> _TASK REQUIREMENTS_: Set out every line of the data below as a numbered list, skipping blank lines and leaving out the pictures.

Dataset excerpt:
=====
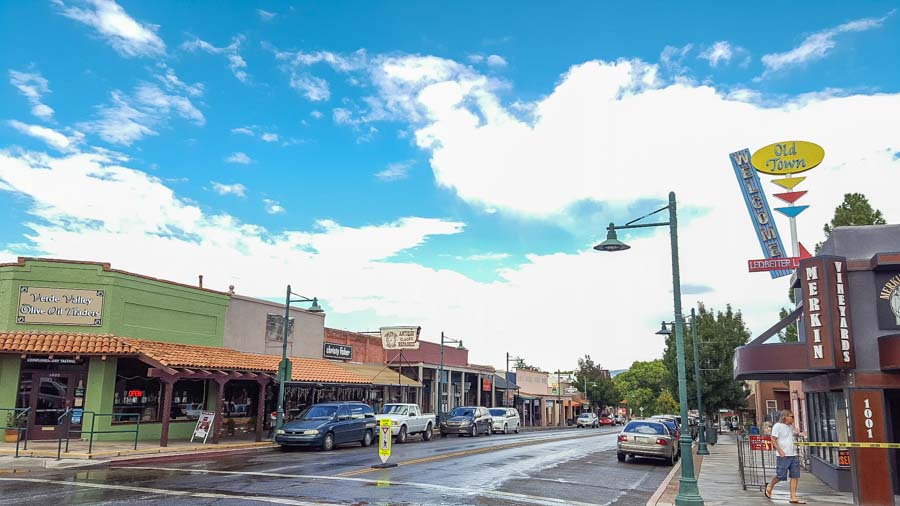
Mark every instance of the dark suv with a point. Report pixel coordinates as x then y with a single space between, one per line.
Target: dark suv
471 420
327 424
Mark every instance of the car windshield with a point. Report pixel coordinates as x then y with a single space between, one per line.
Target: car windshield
394 409
645 428
319 413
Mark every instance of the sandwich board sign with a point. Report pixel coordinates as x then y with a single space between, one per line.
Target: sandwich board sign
204 425
384 440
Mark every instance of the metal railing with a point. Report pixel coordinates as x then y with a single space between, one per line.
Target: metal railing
66 420
20 418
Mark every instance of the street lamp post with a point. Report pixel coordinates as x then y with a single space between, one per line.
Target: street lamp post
284 364
441 374
688 492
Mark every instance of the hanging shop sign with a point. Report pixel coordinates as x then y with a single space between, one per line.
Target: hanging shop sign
204 425
60 306
788 157
829 334
400 338
888 300
758 207
337 351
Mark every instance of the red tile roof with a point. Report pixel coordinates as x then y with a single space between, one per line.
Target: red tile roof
174 355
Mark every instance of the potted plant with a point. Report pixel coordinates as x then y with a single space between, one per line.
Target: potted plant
11 435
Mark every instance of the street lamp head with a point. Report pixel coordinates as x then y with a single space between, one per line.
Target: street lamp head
612 243
663 330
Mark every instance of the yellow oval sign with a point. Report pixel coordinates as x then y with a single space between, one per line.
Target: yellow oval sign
789 157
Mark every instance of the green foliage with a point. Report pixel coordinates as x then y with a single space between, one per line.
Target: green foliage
789 333
854 210
718 335
665 404
641 385
600 389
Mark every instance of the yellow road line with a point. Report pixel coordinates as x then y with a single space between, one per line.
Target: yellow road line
474 451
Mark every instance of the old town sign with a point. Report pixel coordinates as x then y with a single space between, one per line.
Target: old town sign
788 157
60 306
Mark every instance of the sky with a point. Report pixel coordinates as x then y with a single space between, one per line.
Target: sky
442 164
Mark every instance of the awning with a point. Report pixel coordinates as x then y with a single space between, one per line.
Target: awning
378 374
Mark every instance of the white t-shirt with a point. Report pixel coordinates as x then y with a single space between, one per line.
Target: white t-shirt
785 435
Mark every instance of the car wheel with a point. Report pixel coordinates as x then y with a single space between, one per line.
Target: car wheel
328 442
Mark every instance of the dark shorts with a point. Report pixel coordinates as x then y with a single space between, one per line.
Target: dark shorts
787 465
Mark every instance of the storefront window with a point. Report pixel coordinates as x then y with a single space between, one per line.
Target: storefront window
135 393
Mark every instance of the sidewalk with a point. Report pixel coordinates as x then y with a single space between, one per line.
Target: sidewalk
720 483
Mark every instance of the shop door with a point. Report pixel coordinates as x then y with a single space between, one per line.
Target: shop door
48 394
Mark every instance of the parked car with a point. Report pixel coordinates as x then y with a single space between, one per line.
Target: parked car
587 420
471 420
504 420
647 438
406 420
328 424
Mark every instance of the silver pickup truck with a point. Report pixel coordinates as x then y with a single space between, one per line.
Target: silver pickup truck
407 419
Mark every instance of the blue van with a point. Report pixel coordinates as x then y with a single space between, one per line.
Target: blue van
328 424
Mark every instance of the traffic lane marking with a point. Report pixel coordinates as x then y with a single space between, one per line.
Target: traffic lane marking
473 492
161 491
466 453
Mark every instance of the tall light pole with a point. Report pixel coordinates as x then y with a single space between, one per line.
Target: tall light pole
284 365
441 373
688 492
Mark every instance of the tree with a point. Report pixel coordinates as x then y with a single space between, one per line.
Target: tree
854 210
600 389
718 334
665 404
789 333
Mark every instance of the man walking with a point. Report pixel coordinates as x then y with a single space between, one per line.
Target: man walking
786 463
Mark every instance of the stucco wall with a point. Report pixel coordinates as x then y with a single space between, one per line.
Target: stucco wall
245 328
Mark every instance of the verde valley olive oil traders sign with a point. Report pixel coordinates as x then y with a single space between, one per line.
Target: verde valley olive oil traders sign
60 306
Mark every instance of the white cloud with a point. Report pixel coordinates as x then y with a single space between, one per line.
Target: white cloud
266 15
33 86
495 60
126 35
240 158
396 171
236 189
273 207
482 257
236 62
817 46
129 119
53 138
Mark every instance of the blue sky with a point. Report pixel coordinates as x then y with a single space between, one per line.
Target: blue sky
386 153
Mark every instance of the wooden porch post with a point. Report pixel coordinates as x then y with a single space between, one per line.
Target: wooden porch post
168 384
261 406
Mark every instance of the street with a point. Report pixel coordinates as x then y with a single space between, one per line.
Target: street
551 467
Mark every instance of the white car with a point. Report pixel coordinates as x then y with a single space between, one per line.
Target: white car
587 420
407 419
504 420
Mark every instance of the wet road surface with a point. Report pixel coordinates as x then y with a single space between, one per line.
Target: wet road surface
547 468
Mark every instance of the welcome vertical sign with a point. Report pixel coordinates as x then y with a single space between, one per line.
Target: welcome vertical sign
758 207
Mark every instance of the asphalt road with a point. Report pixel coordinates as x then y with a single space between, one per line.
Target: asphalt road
569 467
=====
> _RESPONSE TO THE TASK_:
1. Mark every instance of the dark suv with a point. Report pixel coordinates as x then y with a single space between, one per line.
2. Target: dark suv
3. 471 420
4. 327 424
5. Mark every instance of the car windshield with a point. Report pixel coordinates as x then y with a single space between, one per line.
6. Target: car windshield
7. 394 409
8. 645 428
9. 319 413
10. Mark every instance of the sandwich board sign with a point. Report pixel coordinates as x then y with a single space between, one per line.
11. Target: sandwich board sign
12. 204 425
13. 384 440
14. Mark every instance of the metal railing with a point. Report pixel coordinates as x then y with a single space between, one per line.
15. Target: metal railing
16. 66 420
17. 20 418
18. Mark every instance of the street lamp post with a point. Report pixel coordinates as x then y with a single space between, one per line.
19. Target: street lamp post
20. 284 364
21. 441 374
22. 688 492
23. Mark every instance of the hanging shop sign with a point. Report pixel coordinates as x then y with a single space between, one per line.
24. Target: hanging shop sign
25. 204 425
26. 60 306
27. 788 157
28. 829 334
29. 400 338
30. 888 300
31. 758 207
32. 337 351
33. Mark every instance of the red tile roof with a point. Report pixel coordinates as x then y with a single space between, one per line.
34. Target: red tile roof
35. 174 355
36. Mark every instance of the potted plant with a point. Report pixel coordinates as x then y with a single space between, one per line.
37. Target: potted plant
38. 11 435
39. Mark every instance of the street lamp head with a point. Report pixel coordinates as x then y with a single space between, one per line.
40. Target: street lamp head
41. 612 243
42. 663 330
43. Mark every instance of the yellow oval sign with a point. Report pixel coordinates as x then y with a single space between, one per line.
44. Target: yellow oval sign
45. 789 157
46. Mark every instance of the green foliage with a point. Report pixel coordinates as x then y with a single space between, one per line.
47. Target: green foliage
48. 789 333
49. 854 210
50. 718 335
51. 665 404
52. 641 385
53. 600 389
54. Mark every instance of the yellow road line with a point. Report pixel coordinates as x then y with a single space between, one per line.
55. Target: yellow road line
56. 474 451
57. Mark every instance of the old town sign with a point. Report pixel coordinates as x then y with a single space between, one per line.
58. Target: old town sign
59. 788 157
60. 60 306
61. Mark every instance of the sky with a point. Report pixel coordinates as x then y with a single space between, one per line.
62. Target: sky
63. 442 164
64. Mark every instance of the awning with a point. Report pixel coordinates as x then y with a single space between, one per line.
65. Target: awning
66. 378 374
67. Mark every instance of the white t-shirt with a point. Report pixel coordinates as x then y with a single space between, one per line.
68. Target: white t-shirt
69. 785 435
70. Mark every instance of the car wheel with a point. Report pixel coordinates as x then y with a single space between, one per line.
71. Target: car wheel
72. 328 442
73. Mark every instance of the dark shorts with a point. Report pixel coordinates as x then y with a single space between, one per line.
74. Target: dark shorts
75. 787 465
76. Mark every instance of the storefront window with a point. Report pixel coordinates as x then y with a single space between, one per line.
77. Target: storefront window
78. 135 393
79. Mark every instance of the sidewalk with a point. Report pixel coordinates as x then y with a single space between, one per line.
80. Target: sidewalk
81. 720 483
82. Mark every instance of the shop door with a point. Report pixel coordinates as x then y with a single space between, one per line.
83. Target: shop door
84. 48 394
85. Mark every instance of the parked car with a point. Report pixel coordinates as x then y with a single space between, one per line.
86. Target: parked car
87. 587 420
88. 471 420
89. 504 420
90. 647 438
91. 406 420
92. 328 424
93. Mark every instance of the silver pickup truck with a point. Report pixel coordinates as x then y with a single space between, one per line.
94. Target: silver pickup truck
95. 407 419
96. Mark every instance of the blue van with a point. Report pixel coordinates as x then y with a single space between, one per line.
97. Target: blue van
98. 328 424
99. Mark every instance of the traffic lane marking with a point. Report pixel coordinates as x then y with a single space between, one per line.
100. Target: traffic lane marking
101. 473 492
102. 161 491
103. 466 453
104. Mark every instance of the tall light pole with a point. Report pixel coordinates as x then y with a single space between, one per line.
105. Target: tall light pole
106. 284 365
107. 441 373
108. 688 492
109. Mark every instance of the tree with a point. Report pixel coordinates as x then y with a single space between, one per line.
110. Target: tree
111. 854 210
112. 600 389
113. 718 334
114. 665 404
115. 789 333
116. Mark every instance of the man walking with a point. Report pixel coordinates as x then y with a single space between, one per line.
117. Target: man walking
118. 786 463
119. Mark every instance of the stucco wall with a point. Report pixel coordinates as x then y with a single space between, one per line.
120. Target: stucco wall
121. 245 328
122. Mark every instance of the verde valley olive oil traders sign with a point. Report pixel coordinates as x then y with a single space between, one per line.
123. Target: verde valley olive oil traders sign
124. 60 306
125. Mark every instance of the white cloud with a point. Report pixel coordinates as x then y with a single space between, one per line.
126. Target: white cloud
127. 266 15
128. 33 86
129. 495 60
130. 126 35
131. 240 158
132. 396 171
133. 236 189
134. 273 207
135. 482 257
136. 236 62
137. 817 46
138. 129 119
139. 53 138
140. Mark every instance of the blue sky with a point. Report pixel coordinates as x then y with a single space between, one per line.
141. Target: blue sky
142. 386 153
143. Mark every instance of the wooden porch post with a point. Report pixel coordinates as x then y with a single space between, one per line.
144. Target: wooden porch post
145. 168 384
146. 261 406
147. Mark every instance of the street with a point. Report pixel coordinates as x then y with a single space between, one per line.
148. Target: street
149. 551 467
150. Mark every instance of the white car with a point. Report pixel coordinates as x then y with a single space between, one per line.
151. Target: white car
152. 587 420
153. 407 419
154. 504 420
155. Mark every instance of the wet road surface with a point. Report pixel coordinates as x then y with a single space between, one per line.
156. Target: wet road surface
157. 547 468
158. Mark every instance of the welcome vertical sign with a point. Report pixel coordinates as x then y with a single space between, one per line.
159. Target: welcome vertical sign
160. 758 207
161. Mark every instance of the asphalt road with a point. Report pixel coordinates as x then y with a single space between, one per line.
162. Target: asphalt road
163. 569 467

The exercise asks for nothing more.